【搜索剪枝】HDU 5469 Antonidas

通道

题意:给出1字母树,询问一字符串是否出现在该树中

思路:直接搜索剪枝,有人点分治?写了几发都T了。。有人会了教我?

代码:

#include <cstdio>
#include <cstring>
#include <algorithm>

using namespace std;

struct Edge {
    int v, nxt;
    Edge () {
        
    }
    Edge (int _v, int _n) {
        v = _v, nxt = _n;
    }
};

const int MAX_N = 10007;

int head[MAX_N], n, len, ecnt, Tim;
char a[MAX_N], b[MAX_N];
int dis[MAX_N], f[MAX_N], vis[MAX_N];
Edge G[MAX_N << 1];

void init() {
    ecnt = Tim = 0;
    for (int i = 0; i <= n; ++i) head[i] = -1;
}

void add(int u, int v) {
    G[ecnt] = Edge(v, head[u]);
    head[u] = ecnt++;
}

void dfs(int u, int fa) {
    for (int i = head[u]; ~i; i = G[i].nxt) {
        int v = G[i].v;
        if (v == fa) continue;
        dfs(v, u);
        dis[u] = max(dis[u], dis[v] + 1);
        f[v] = u;
    }
    if (dis[u] == -1) dis[u] = 1;
}

bool Find(int u, int dep, int r) {
    vis[u] = Tim;
    if (dep > len) return true;
    if(dis[u] > r)
        for(int i = head[u]; ~i; i = G[i].nxt) {
            int v = G[i].v;
            if(a[v] == b[dep] && Tim != vis[v]) 
                if(Find(v, dep + 1, r - 1)) return true;
        }
    else {
        if(a[f[u]] == b[dep] &&  Tim != vis[f[u]])
--------------------------------
把原文从"for(int i = head[u];"到"Tim != vis[f[u]])"这一段改写出来，其中的"dep"一律换成"depth"。 这些材料在这里用不上。

▶ 提供的材料:
--------------------------------
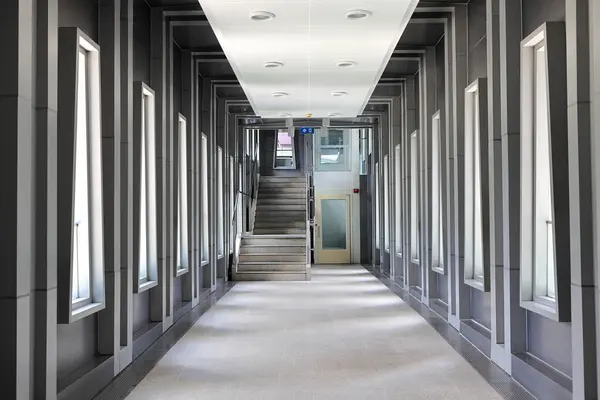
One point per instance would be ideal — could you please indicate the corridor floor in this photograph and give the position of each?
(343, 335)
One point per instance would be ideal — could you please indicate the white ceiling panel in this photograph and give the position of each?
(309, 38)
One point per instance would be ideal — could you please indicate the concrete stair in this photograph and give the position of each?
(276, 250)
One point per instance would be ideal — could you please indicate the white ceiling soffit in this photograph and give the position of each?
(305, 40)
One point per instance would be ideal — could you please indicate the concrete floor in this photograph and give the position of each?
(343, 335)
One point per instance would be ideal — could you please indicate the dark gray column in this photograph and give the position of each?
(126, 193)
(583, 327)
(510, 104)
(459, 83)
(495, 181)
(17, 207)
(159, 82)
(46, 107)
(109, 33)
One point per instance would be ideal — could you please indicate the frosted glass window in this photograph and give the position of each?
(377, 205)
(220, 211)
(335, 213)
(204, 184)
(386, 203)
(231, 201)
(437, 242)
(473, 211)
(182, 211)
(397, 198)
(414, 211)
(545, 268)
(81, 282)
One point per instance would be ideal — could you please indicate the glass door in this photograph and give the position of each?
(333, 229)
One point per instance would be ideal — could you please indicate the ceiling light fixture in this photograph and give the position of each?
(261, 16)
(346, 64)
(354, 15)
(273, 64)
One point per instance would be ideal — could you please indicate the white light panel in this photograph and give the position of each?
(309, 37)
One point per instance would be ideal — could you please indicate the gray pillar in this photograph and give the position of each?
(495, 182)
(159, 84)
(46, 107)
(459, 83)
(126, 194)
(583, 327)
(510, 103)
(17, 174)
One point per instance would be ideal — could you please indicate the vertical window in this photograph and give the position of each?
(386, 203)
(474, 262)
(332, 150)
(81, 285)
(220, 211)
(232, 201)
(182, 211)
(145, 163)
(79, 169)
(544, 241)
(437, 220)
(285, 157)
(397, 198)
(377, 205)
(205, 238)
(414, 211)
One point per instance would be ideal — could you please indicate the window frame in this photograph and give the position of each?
--------------------------------
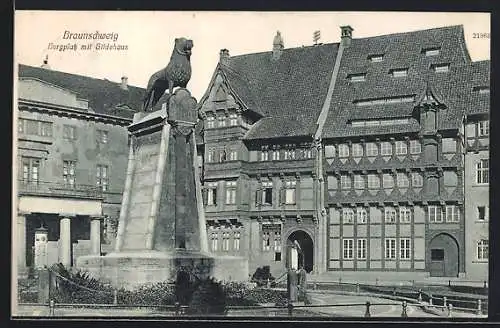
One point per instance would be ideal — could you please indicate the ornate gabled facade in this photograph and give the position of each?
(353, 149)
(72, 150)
--------------------------------
▶ 完整回答:
for(int i = head[u]; ~i; i = G[i].nxt) {
            int v = G[i].v;
            if(a[v] == b[depth] && Tim != vis[v]) 
                if(Find(v, depth + 1, r - 1)) return true;
        }
    else {
        if(a[f[u]] == b[depth] &&  Tim != vis[f[u]])